*** LISTED ENTRIES ***

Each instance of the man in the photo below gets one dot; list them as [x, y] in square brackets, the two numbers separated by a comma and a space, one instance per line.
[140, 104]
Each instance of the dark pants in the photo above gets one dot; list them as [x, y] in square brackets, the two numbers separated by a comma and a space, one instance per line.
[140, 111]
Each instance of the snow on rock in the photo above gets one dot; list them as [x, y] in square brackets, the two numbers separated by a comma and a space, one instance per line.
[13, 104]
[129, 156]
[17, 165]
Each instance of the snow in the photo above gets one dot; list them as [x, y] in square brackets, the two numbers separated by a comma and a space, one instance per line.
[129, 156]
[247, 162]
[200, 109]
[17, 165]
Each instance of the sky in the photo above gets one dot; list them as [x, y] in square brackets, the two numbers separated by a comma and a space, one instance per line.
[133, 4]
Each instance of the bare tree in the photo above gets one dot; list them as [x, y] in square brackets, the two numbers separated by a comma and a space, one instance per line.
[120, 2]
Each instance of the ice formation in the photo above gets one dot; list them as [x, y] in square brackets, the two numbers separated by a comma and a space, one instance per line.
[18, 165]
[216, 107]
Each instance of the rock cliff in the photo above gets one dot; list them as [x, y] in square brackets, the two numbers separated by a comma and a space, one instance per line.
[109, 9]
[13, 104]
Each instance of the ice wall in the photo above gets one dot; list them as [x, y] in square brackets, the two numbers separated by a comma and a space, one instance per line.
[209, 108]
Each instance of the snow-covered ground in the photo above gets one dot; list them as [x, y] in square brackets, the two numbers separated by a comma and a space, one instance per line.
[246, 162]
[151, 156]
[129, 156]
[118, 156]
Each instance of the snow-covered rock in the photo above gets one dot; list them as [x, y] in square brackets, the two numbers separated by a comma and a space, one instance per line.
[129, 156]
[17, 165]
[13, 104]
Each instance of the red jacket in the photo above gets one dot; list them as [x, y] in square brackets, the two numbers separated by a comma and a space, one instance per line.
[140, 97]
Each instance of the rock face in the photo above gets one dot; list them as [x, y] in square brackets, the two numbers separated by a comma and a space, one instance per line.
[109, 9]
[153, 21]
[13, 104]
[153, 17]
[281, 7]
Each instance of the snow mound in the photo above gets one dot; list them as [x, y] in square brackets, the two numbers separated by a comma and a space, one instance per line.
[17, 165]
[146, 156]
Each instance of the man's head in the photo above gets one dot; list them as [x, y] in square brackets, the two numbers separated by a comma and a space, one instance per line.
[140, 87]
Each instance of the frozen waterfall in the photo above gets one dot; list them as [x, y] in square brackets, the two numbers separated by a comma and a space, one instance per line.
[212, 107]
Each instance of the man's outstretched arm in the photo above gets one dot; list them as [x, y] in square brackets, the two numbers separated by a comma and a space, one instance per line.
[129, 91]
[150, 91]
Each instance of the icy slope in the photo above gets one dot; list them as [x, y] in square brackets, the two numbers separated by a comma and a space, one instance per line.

***

WRITTEN EXERCISE: Go through the listing above and restate it word for word.

EXERCISE ANSWER:
Each instance of the man in the photo below gets one dot; list them as [x, y] in square brackets, the two numbers separated by a comma and a space, one instance per line.
[140, 104]
Each instance of the dark pants in the photo above gets one dot; list them as [x, y] in square brackets, the two numbers separated by a comma and a space, one instance per line.
[140, 111]
Each instance of the snow on rock in the photo above gets one dot; list them as [x, y] in square brackets, the two numbers separated by a comma and a space, one instance per line.
[13, 104]
[129, 156]
[17, 165]
Each instance of the snow in the photo above gets one dot; list them as [x, y] in square brackets, the two numbers separated by a comma and a space, one instance per line.
[129, 156]
[247, 162]
[200, 109]
[17, 165]
Each instance of the sky in the photo above gets one dot; list them as [x, y] in square brackets, the two numbers separated by a comma and a space, one instance per line.
[133, 4]
Each instance of the bare tree in the photo above gets one dot; list them as [x, y] in square brackets, the two numbers separated by a comma and a space, one instance per line.
[120, 2]
Each instance of the ice formation in the photo above gets one dot; list them as [x, y] in square brackets, the two numbers separated by a comma and a space, one instance per line.
[18, 165]
[216, 107]
Each instance of the rock cliff in the photo above gets one dot; list them as [x, y] in square brackets, the two numbers separated by a comma and a space, one instance per line.
[109, 9]
[13, 104]
Each instance of the ice wall in the photo above gets one dot; list them as [x, y] in square brackets, the two numbers separated by a comma and a space, one instance per line.
[209, 108]
Each instance of the snow-covered ground in the photo above gets one dot; list them as [x, y] in square brackets, the two numbers separated by a comma and a space, one instance per line.
[246, 162]
[151, 156]
[129, 156]
[118, 156]
Each instance of the snow-covered rock in the photo above gets one dot; list them as [x, y] in square brackets, the two numbers separated by a comma and a space, one instance per line.
[129, 156]
[17, 165]
[13, 104]
Each instance of the red jacket in the photo above gets one dot; list them as [x, y] in square brackets, the two numbers separated by a comma and a space, one instance per line.
[140, 97]
Each instance of the rock face in the photo above gets one dot; list them as [x, y] in square brackets, the two numbers separated by a comma and a space, one instance per line.
[109, 9]
[153, 21]
[13, 104]
[153, 17]
[281, 7]
Each instance of the snow mound in the photo above gets one dot; list them as [x, y] in square brackets, the two numbers separated by a comma and a space, one instance per line.
[17, 165]
[146, 156]
Each instance of the man's head in the photo above gets one dot; list them as [x, y] in square brackets, the two numbers separated by a comma and a space, one instance per line.
[140, 87]
Each instance of the frozen waterfall in the photo above gets one dot; list them as [x, y] in square brackets, the two numbers separated by a comma and a space, one instance per line.
[212, 107]
Each instance of the man's outstretched arm in the photo above gets one dot; list them as [x, y] in square brackets, the two numbers separated by a comma and a space, one instance per line.
[129, 91]
[150, 91]
Each instance of the icy slope in the photo above gets one dot; list them as [x, y] in square brackets, the two numbers separated by a comma and a space, one instance per line.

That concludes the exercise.